**The task:**
Write the data out again, exactly as given.

[Stored items]

+-------+

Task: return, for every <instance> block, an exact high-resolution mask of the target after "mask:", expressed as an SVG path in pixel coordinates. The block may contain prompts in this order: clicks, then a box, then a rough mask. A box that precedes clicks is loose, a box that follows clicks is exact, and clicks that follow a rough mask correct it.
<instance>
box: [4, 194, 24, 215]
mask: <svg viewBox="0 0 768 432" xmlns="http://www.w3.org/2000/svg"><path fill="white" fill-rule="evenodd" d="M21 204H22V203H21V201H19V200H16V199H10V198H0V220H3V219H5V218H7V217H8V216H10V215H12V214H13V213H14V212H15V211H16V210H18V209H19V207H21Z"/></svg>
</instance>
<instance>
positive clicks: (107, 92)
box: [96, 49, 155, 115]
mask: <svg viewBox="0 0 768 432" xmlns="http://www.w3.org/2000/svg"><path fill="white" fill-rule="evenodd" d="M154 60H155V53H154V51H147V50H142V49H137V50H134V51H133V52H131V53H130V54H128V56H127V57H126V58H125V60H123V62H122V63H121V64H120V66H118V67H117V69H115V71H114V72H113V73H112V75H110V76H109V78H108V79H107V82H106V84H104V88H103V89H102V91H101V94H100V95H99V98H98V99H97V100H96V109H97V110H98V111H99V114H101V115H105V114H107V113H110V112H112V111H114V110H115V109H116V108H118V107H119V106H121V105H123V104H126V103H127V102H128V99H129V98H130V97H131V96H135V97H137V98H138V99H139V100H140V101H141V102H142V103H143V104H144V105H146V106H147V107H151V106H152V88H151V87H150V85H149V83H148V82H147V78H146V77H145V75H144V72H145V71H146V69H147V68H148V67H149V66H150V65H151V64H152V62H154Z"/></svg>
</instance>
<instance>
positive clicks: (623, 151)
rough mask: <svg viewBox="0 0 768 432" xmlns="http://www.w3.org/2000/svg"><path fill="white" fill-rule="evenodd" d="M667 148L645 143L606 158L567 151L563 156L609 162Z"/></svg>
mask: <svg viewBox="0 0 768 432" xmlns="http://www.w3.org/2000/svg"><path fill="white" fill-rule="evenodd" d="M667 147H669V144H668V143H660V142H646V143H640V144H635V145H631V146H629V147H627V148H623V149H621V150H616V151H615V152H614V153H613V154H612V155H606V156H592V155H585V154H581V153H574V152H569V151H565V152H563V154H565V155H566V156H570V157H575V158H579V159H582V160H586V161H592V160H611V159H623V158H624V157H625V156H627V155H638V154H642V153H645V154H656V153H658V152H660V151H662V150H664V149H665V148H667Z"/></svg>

+-------+

**Your solution:**
Task: return, for every <instance> block, an exact high-resolution mask of the target after "mask:", expressed as an SVG path in pixel coordinates. The block may contain prompts in this order: clicks, then a box, then a rough mask. A box that precedes clicks is loose, a box that follows clicks is exact, and clicks that follow a rough mask correct it.
<instance>
box: [4, 194, 24, 215]
mask: <svg viewBox="0 0 768 432" xmlns="http://www.w3.org/2000/svg"><path fill="white" fill-rule="evenodd" d="M21 204H22V203H21V201H19V200H16V199H10V198H0V220H3V219H5V218H7V217H8V216H10V215H12V214H13V213H14V212H15V211H16V210H18V209H19V207H21Z"/></svg>
</instance>
<instance>
positive clicks: (107, 92)
box: [96, 49, 155, 115]
mask: <svg viewBox="0 0 768 432" xmlns="http://www.w3.org/2000/svg"><path fill="white" fill-rule="evenodd" d="M154 60H155V53H154V51H147V50H142V49H137V50H134V51H133V52H131V53H130V54H128V56H127V57H126V58H125V60H123V62H122V63H121V64H120V66H118V67H117V69H115V71H114V72H113V73H112V75H110V76H109V78H108V79H107V82H106V84H104V88H103V89H102V91H101V94H100V95H99V98H98V99H97V100H96V109H97V110H98V111H99V114H101V115H105V114H107V113H110V112H112V111H114V110H115V109H116V108H118V107H119V106H121V105H123V104H126V103H127V102H128V99H129V98H130V97H131V96H135V97H137V98H138V99H139V100H140V101H141V102H142V103H143V104H144V105H146V106H147V107H151V106H152V88H151V87H150V85H149V83H148V82H147V78H146V77H145V75H144V72H145V71H146V69H147V68H148V67H149V66H150V65H151V64H152V62H154Z"/></svg>
</instance>
<instance>
positive clicks: (623, 151)
rough mask: <svg viewBox="0 0 768 432" xmlns="http://www.w3.org/2000/svg"><path fill="white" fill-rule="evenodd" d="M667 148L645 143L606 158L567 151L563 156L609 162Z"/></svg>
mask: <svg viewBox="0 0 768 432" xmlns="http://www.w3.org/2000/svg"><path fill="white" fill-rule="evenodd" d="M667 147H669V144H668V143H660V142H646V143H640V144H635V145H631V146H629V147H627V148H623V149H621V150H616V151H615V152H614V153H613V154H612V155H606V156H592V155H585V154H581V153H574V152H569V151H565V152H563V154H565V155H566V156H570V157H575V158H579V159H582V160H586V161H592V160H611V159H623V158H624V157H625V156H627V155H638V154H642V153H645V154H656V153H658V152H660V151H662V150H664V149H665V148H667Z"/></svg>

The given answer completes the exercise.